• _Assignment_: Every record below should be printed exactly as it appears.

• _Records for the task_:

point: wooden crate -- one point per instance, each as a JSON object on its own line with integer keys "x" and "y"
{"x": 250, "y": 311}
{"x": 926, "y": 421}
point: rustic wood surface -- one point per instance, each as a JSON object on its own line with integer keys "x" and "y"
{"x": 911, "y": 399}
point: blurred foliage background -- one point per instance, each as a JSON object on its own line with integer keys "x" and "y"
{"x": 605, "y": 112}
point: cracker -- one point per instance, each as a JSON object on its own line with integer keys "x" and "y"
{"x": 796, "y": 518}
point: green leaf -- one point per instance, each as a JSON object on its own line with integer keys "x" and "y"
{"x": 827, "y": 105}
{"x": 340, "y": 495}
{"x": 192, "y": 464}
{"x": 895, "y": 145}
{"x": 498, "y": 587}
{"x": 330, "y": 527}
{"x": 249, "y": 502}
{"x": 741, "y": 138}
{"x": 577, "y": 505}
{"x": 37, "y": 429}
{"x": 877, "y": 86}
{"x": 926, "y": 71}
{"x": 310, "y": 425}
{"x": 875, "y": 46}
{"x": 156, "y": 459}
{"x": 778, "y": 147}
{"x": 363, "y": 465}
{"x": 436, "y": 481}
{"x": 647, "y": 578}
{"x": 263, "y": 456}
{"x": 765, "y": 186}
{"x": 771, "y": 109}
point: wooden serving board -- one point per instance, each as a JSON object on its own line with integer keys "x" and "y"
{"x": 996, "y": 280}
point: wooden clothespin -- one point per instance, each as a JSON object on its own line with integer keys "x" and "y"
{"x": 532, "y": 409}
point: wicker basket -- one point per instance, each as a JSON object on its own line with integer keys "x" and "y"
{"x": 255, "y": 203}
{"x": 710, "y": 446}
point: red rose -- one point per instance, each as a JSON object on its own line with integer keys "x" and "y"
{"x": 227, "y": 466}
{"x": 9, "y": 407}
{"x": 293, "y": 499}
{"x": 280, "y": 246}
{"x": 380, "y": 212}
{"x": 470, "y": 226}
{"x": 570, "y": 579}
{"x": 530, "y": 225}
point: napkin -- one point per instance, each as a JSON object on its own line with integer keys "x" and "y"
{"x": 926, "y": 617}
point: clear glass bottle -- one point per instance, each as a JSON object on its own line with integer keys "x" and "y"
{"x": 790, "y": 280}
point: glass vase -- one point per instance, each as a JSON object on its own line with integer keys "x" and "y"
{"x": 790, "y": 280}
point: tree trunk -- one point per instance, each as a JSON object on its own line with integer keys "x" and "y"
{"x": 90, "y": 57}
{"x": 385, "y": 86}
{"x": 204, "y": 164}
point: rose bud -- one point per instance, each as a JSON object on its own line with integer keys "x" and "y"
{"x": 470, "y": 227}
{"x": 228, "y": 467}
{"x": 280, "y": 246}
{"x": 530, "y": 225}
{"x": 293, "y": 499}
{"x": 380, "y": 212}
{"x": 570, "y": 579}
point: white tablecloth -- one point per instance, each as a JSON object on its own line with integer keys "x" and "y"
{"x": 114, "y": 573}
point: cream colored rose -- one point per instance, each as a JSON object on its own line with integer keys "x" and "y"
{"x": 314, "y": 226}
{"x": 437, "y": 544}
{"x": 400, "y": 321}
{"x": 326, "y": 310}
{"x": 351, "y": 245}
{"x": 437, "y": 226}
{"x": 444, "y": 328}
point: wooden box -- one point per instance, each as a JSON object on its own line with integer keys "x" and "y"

• _Exercise solution_:
point: wooden crate -- one point per instance, each as a JSON object on its own line with integer keys "x" and "y"
{"x": 250, "y": 311}
{"x": 926, "y": 421}
point: rustic wood surface -- one point per instance, each as a JSON object on its own line with integer keys "x" and "y"
{"x": 911, "y": 399}
point: blurred foliage background -- one point per instance, each as a JSON object on its own line with integer keys "x" and "y"
{"x": 605, "y": 112}
point: cracker -- one point per instance, each as a JSON object on its own line with integer keys "x" and "y"
{"x": 796, "y": 518}
point: green leaf -- one point per instance, each as a JSON object on its own line with integer keys "x" and "y"
{"x": 827, "y": 105}
{"x": 340, "y": 495}
{"x": 192, "y": 464}
{"x": 895, "y": 145}
{"x": 498, "y": 587}
{"x": 330, "y": 527}
{"x": 249, "y": 502}
{"x": 741, "y": 138}
{"x": 577, "y": 505}
{"x": 37, "y": 429}
{"x": 877, "y": 86}
{"x": 926, "y": 71}
{"x": 310, "y": 425}
{"x": 875, "y": 46}
{"x": 156, "y": 459}
{"x": 778, "y": 147}
{"x": 363, "y": 465}
{"x": 436, "y": 481}
{"x": 647, "y": 578}
{"x": 263, "y": 456}
{"x": 765, "y": 186}
{"x": 771, "y": 109}
point: wooden serving board -- one point per instance, each as a JSON object on its own line with integer keys "x" and "y"
{"x": 996, "y": 280}
point: wooden clothespin -- one point per instance, each as a JSON object on its own line with integer keys "x" and "y"
{"x": 532, "y": 409}
point: wicker basket -- one point per instance, each as a JSON object on its own line with integer keys "x" and "y"
{"x": 255, "y": 203}
{"x": 710, "y": 446}
point: red rose -- one point per instance, each as a JSON object on its own line with integer keys "x" and "y"
{"x": 227, "y": 466}
{"x": 9, "y": 407}
{"x": 293, "y": 499}
{"x": 280, "y": 246}
{"x": 380, "y": 212}
{"x": 470, "y": 226}
{"x": 570, "y": 579}
{"x": 530, "y": 225}
point: napkin -- one point per instance, each as a JSON object on its own line with integer keys "x" and "y"
{"x": 926, "y": 617}
point: clear glass bottle -- one point per instance, each as a JSON object on its own line with integer keys "x" and "y"
{"x": 790, "y": 280}
point: glass vase -- one point per instance, each as a JSON object on its own line with integer keys "x" and "y"
{"x": 790, "y": 280}
point: tree trunk -- one point per instance, each as a JSON object on its own line with integer keys "x" and "y"
{"x": 90, "y": 57}
{"x": 385, "y": 86}
{"x": 204, "y": 164}
point: rose bud -- one point per instance, each as a JSON object on its own line with integer keys "x" and "y"
{"x": 470, "y": 227}
{"x": 228, "y": 467}
{"x": 280, "y": 246}
{"x": 530, "y": 225}
{"x": 293, "y": 499}
{"x": 380, "y": 212}
{"x": 570, "y": 579}
point: white tablecloth -- one point per instance, each as a JSON object on its own line with integer keys "x" and "y"
{"x": 114, "y": 573}
point: cream colored rose -- one point per instance, each as a JSON object on its own line with integer keys "x" and "y"
{"x": 314, "y": 226}
{"x": 437, "y": 544}
{"x": 400, "y": 321}
{"x": 326, "y": 310}
{"x": 351, "y": 245}
{"x": 437, "y": 226}
{"x": 444, "y": 328}
point: wooden box -- one point per instance, each as a JSON object on its own line with integer keys "x" and "y"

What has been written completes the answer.